__Source data__
################
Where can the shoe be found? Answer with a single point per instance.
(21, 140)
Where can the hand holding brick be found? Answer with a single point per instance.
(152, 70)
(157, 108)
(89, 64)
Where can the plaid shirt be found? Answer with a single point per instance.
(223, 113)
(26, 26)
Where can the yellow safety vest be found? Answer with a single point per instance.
################
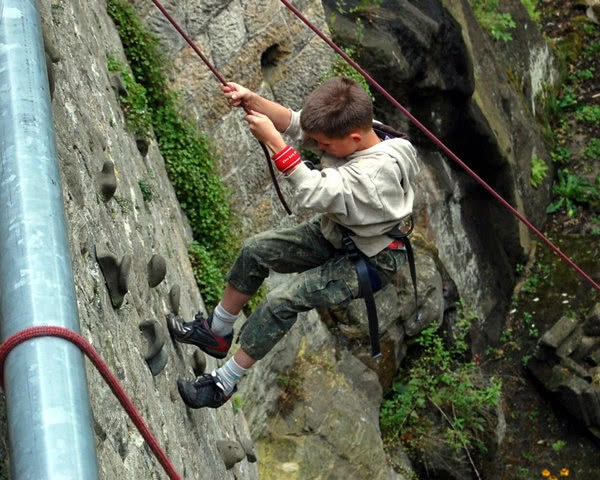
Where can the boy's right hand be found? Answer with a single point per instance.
################
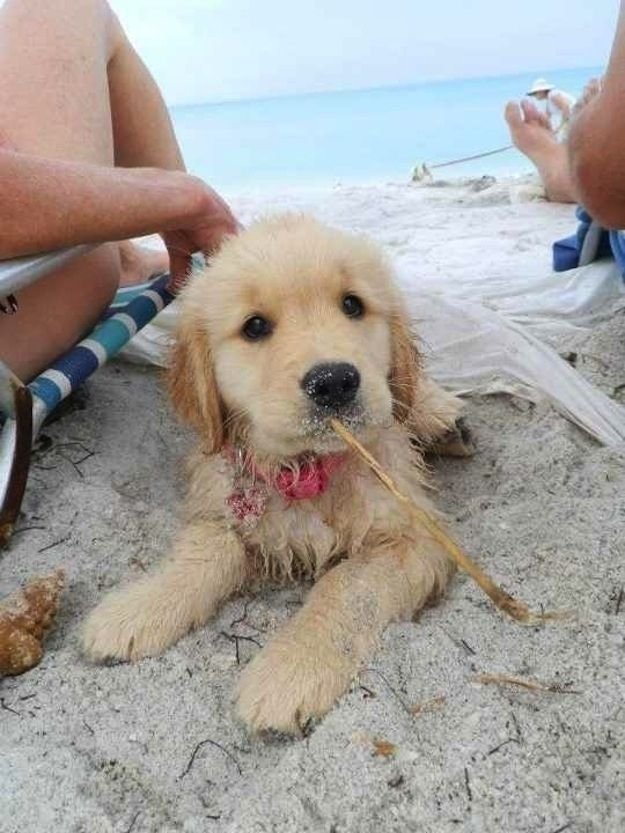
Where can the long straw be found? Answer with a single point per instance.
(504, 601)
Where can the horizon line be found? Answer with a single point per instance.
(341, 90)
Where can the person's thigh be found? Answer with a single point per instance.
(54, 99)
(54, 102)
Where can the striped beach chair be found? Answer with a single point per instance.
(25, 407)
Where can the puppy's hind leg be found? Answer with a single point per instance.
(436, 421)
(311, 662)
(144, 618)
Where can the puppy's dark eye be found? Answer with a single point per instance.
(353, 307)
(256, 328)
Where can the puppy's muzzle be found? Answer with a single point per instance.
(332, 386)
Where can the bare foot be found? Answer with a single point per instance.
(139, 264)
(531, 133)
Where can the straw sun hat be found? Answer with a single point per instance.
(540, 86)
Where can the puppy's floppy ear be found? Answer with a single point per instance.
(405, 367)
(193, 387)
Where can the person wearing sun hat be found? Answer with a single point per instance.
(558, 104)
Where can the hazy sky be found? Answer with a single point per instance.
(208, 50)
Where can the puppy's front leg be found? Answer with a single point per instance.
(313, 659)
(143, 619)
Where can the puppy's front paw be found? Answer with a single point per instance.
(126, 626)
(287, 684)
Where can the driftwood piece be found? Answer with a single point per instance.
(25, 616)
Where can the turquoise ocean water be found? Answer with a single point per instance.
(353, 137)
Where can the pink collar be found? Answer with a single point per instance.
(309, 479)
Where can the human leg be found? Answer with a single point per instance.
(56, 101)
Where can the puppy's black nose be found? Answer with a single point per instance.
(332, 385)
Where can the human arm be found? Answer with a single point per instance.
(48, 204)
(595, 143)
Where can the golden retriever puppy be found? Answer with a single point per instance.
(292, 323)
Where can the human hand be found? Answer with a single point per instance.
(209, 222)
################
__Task to carry out__
Within the listing above, extract exactly the lines from the line with "Where can the shoe" to the line with "Where can the yellow", the two named lines included, and no others.

__Solution for this exercise__
Where can the shoe be found? Answer with a single point per instance.
(21, 140)
Where can the hand holding brick be found? Answer with a single point per instance.
(152, 70)
(157, 108)
(89, 64)
Where can the plaid shirt be found? Answer with a single point per instance.
(223, 113)
(26, 26)
Where can the yellow safety vest be found? Answer with a single point per instance.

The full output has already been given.